**YOUR TASK:** Reproduce word for word everything in the Servel v. Corbett case summary from "1. Practice of" down to "to prove ownership.".

** START READING PASSAGE **

Servel v. Corbett

Decision Date08 July 1930
Docket Number5468
Citation49 Idaho 536,290 P. 200
PartiesPHILOMENF SERVEL, Administratrix of the Estate of PIERRE SERVEL, Deceased, v. HENRY L. CORBETT and FRANK M. BRESHEARS, United States Marshal for the District of Idaho, Respondents, and PHILOMENE SERVEL, Appellant, and ISAAC MCDOUGALL, Trustee in Bankruptcy of the Estate of XAVIER SERVEL, Bankrupt, Respondent
CourtIdaho Supreme Court

APPEAL AND ERROR-SPECIFICATION OF ERROR, AMENDMENT OF-DIRECTED VERDICT-RECORD ON APPEAL-EVIDENCE-OWNERSHIP-ANIMALS-BRANDS-IMPROPER OBJECTION-CORRECT RULING-UNRECORDED BILL OF SALE-ADMISSIBILITY OF-CONFUSION OF GOODS-IDENTITY-BURDEN OF PROOF.

1. Practice of amending specifications of error after appeal has been perfected and before argument should not be encouraged.

2. Where judgment is entered upon directed verdict, transcript as settled according to statute, becomes record on appeal without other papers (C. S., secs. 6879, 7163).

3. Where issue was title to cattle, plaintiff's testimony that she owned cattle held properly excluded as legal conclusion.

4. Statement or testimony that one owns specific property may sometimes be treated as ultimate fact, but not where issue is such ownership.

5. Parol evidence of brand upon animal is admissible for identification without first establishing ownership of brand but not to prove ownership.

6. Exclusion of testimony of brand upon animal without first establishing ownership of brand held not prejudicial error absent clear offer of proof that purpose was only to prove distinguishing mark.

7. Statutory provision rendering incompetent oral communication with deceased person applies only in action against personal representative of deceased (C. S., sec. 7936).

8. Testimony as to understanding between brothers with reference to cattle branded in certain way held inadmissible as attempt to prove ownership by brand not established (C. S., sec 1920).

9. Absent proper offer of proof, proper rejection of testimony, although on wrong ground, held not prejudicial (C. S., secs. 1920, 7936).

10. Where witness purchased cattle with brother's money, his subsequent conversation with brother's wife relating to transaction held inadmissible to show nature of transaction.

11. Unrecorded bill of sale reciting sale of cattle held not to comply with statute so as to effect range delivery (C. S., sec. 1929).

12. Unrecorded bill of sale of cattle, not accompanied by change of possession, is void as to creditors of grantor (C. S., sec. 5434).

13. Unrecorded bill of sale of cattle, not accompanied by change of possession, held inadmissible in evidence (C. S., secs. 1929, 5434).

14. "Shipped them," in answer to "What became of cattle?" held properly struck as evasive and meaningless, absent offer of proof, where question was identity of cattle sold at judicial sale.

15. Letter and tax statement as impeaching or contradicting testimony of plaintiff held not admissible because not statement of plaintiff or her witnesses, nor acquiesced in by plaintiff.

16. Contradictory or impeaching testimony cannot be considered by trial court or on appeal in ruling on motion for directed verdict.

17. Directed verdict has same effect as order granting motion for nonsuit, in that it admits truth of adversary's evidence and every inference of fact that may be legitimately drawn therefrom.

** END READING PASSAGE **
** START RECORD SET **

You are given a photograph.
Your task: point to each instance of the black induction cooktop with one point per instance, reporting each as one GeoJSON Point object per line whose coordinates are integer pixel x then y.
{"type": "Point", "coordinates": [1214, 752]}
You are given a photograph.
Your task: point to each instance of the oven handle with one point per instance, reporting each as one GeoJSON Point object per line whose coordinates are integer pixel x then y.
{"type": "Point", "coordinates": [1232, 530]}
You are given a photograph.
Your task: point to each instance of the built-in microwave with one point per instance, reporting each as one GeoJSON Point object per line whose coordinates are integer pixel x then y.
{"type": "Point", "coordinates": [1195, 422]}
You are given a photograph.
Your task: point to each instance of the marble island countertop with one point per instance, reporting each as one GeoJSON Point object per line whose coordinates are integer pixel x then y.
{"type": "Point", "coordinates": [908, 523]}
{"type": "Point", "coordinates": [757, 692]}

** END RECORD SET **

**FINISHED TASK:**
1. Practice of amending specifications of error after appeal has been perfected and before argument should not be encouraged.

2. Where judgment is entered upon directed verdict, transcript as settled according to statute, becomes record on appeal without other papers (C. S., secs. 6879, 7163).

3. Where issue was title to cattle, plaintiff's testimony that she owned cattle held properly excluded as legal conclusion.

4. Statement or testimony that one owns specific property may sometimes be treated as ultimate fact, but not where issue is such ownership.

5. Parol evidence of brand upon animal is admissible for identification without first establishing ownership of brand but not to prove ownership.